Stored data
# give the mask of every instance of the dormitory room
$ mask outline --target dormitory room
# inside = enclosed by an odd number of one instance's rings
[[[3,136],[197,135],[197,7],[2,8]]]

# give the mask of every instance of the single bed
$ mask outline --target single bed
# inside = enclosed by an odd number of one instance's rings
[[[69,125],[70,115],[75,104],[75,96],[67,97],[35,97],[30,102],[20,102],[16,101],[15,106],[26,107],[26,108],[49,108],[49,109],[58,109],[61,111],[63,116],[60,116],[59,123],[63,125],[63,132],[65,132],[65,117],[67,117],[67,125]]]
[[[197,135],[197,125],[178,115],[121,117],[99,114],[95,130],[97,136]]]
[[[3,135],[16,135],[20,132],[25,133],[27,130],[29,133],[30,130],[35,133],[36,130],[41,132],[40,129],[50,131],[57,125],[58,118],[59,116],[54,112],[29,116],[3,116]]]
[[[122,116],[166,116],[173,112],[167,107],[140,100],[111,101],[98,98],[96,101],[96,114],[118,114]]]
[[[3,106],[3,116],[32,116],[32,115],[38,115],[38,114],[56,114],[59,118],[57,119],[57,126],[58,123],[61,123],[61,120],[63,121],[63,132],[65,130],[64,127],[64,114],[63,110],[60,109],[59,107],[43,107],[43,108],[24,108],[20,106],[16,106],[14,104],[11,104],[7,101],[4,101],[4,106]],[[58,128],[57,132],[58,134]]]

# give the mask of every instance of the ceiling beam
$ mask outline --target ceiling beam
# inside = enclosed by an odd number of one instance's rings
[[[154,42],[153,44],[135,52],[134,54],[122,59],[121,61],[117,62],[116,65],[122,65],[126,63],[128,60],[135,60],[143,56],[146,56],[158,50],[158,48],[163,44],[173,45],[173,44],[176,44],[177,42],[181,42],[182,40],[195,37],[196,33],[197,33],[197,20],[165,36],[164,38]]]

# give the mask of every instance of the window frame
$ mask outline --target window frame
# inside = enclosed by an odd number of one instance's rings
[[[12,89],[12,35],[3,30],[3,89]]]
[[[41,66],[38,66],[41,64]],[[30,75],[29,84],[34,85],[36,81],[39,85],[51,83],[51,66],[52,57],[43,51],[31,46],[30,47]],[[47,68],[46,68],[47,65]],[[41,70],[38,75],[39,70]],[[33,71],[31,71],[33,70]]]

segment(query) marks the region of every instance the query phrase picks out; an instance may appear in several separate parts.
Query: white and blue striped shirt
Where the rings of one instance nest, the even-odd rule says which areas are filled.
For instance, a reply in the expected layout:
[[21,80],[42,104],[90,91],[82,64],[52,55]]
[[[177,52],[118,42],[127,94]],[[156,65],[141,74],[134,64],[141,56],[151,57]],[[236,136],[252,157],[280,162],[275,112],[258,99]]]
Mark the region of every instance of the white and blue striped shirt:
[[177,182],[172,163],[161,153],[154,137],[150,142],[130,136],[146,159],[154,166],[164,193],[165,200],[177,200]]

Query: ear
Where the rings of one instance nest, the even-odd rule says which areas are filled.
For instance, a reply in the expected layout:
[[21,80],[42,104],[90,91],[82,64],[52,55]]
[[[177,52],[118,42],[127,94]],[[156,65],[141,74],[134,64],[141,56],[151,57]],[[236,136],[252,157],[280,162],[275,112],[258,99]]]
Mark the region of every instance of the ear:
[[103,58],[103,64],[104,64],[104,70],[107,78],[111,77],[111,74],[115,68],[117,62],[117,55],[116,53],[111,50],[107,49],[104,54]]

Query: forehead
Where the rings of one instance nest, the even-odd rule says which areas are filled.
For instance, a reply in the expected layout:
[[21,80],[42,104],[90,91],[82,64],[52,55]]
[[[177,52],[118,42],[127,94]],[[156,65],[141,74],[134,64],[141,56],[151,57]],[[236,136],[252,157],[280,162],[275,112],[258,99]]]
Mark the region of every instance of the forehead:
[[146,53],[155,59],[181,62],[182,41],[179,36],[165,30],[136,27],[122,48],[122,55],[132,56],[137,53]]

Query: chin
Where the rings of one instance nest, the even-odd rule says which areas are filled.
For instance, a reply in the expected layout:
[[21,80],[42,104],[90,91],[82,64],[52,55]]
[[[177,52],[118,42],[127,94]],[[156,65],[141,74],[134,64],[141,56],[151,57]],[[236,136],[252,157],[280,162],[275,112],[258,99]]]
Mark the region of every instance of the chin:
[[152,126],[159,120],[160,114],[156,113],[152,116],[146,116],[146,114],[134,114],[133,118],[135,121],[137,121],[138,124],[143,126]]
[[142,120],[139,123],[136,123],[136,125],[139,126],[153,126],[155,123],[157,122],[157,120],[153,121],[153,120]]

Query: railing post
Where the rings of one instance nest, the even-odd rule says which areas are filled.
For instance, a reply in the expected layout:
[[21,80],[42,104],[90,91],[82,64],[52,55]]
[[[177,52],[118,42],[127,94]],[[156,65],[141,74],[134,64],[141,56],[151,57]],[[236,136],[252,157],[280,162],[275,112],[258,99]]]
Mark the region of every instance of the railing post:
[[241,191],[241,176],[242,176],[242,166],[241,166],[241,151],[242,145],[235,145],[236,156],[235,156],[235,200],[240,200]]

_WHAT YOU SHOULD DO_
Of all the entries above, how many lines contain "target"? Give the number alone.

_TASK OUTPUT_
4